For this exercise, please find the lines in the entries that include the word "dark" and copy them.

------------------------

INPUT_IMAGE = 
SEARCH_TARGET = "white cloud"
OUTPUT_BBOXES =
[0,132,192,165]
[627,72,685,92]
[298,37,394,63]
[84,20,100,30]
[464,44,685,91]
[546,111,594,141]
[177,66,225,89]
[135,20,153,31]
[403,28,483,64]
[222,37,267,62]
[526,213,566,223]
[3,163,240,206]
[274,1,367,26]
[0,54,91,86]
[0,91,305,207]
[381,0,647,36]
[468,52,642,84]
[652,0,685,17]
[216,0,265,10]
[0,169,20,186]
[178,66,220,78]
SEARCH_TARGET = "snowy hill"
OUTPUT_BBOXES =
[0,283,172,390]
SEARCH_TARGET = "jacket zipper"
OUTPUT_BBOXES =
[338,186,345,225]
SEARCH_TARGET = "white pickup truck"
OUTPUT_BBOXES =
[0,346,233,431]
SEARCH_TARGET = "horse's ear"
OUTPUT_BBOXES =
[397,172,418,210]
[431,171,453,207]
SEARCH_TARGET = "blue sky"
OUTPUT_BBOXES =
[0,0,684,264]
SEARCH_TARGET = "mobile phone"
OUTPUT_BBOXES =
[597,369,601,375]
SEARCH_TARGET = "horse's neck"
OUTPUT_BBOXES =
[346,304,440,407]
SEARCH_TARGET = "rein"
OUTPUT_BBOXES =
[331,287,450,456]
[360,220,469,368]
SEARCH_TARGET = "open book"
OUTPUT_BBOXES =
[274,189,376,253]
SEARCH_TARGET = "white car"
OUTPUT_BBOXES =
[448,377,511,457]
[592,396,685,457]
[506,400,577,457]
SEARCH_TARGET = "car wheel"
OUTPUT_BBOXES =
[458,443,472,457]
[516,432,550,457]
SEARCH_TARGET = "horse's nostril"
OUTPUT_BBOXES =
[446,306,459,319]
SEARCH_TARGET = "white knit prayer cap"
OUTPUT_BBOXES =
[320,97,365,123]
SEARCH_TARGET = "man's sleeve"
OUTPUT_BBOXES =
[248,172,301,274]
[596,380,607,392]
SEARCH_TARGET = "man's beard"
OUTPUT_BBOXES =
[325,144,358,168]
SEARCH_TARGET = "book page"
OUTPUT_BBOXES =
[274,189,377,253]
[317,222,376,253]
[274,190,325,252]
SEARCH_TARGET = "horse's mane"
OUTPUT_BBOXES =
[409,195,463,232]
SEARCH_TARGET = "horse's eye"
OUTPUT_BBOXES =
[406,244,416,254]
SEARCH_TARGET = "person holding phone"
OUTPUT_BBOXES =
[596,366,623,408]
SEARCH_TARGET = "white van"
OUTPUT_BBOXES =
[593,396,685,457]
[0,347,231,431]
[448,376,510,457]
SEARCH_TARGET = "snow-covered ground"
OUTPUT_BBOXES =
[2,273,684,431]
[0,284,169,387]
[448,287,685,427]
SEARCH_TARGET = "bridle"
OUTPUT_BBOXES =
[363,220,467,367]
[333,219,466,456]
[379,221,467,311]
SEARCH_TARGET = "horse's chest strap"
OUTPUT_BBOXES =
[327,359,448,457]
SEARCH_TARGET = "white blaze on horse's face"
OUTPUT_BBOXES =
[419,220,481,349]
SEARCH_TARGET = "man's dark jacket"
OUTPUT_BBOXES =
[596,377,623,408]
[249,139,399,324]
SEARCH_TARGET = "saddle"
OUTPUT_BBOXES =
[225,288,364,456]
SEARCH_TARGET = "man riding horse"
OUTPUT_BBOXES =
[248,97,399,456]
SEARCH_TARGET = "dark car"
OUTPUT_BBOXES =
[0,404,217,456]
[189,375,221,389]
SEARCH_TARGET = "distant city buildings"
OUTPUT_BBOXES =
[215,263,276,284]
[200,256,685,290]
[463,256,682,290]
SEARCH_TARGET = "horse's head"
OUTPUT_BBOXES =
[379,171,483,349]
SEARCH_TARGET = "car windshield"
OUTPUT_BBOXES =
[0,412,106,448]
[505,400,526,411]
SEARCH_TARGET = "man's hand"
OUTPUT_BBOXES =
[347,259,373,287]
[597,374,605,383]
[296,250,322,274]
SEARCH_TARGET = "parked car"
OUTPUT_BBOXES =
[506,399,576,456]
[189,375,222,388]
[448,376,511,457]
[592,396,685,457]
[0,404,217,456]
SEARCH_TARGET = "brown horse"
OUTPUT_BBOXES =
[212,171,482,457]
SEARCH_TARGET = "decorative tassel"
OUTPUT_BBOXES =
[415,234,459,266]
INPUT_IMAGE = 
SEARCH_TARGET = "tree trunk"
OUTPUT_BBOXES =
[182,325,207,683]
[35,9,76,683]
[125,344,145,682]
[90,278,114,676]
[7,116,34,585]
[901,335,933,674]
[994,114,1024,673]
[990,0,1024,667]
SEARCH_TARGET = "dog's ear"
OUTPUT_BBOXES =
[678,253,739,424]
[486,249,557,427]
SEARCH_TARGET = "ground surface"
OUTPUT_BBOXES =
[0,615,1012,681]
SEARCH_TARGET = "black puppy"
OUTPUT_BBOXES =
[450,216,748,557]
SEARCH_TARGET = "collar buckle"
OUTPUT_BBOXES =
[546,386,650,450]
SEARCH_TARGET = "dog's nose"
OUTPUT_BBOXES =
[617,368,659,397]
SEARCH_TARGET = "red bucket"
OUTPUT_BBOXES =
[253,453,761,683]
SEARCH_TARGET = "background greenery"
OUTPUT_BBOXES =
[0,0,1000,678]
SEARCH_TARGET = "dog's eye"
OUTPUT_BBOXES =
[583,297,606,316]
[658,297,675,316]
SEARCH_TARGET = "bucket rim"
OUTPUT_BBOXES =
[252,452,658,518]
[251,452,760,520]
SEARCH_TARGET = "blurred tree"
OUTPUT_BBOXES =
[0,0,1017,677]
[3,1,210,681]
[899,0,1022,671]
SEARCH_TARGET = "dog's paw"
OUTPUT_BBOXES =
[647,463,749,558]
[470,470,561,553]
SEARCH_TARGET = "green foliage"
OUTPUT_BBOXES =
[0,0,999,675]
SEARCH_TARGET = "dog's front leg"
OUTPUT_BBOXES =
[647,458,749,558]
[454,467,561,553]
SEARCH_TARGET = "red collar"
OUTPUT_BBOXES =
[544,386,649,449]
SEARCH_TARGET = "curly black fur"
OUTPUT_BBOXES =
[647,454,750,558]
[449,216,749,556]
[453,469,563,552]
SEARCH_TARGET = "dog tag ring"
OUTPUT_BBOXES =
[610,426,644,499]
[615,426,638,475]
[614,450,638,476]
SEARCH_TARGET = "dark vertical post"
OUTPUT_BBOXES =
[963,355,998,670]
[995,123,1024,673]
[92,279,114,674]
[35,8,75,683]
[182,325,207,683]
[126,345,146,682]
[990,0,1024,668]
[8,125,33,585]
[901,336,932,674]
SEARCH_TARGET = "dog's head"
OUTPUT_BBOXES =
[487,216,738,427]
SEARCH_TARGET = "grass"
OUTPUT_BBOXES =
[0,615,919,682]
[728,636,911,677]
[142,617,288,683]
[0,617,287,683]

------------------------

• WRITTEN SOLUTION:
SEARCH_TARGET = "man's dark jacket"
SEARCH_TARGET = "dark car"
SEARCH_TARGET = "dark vertical post"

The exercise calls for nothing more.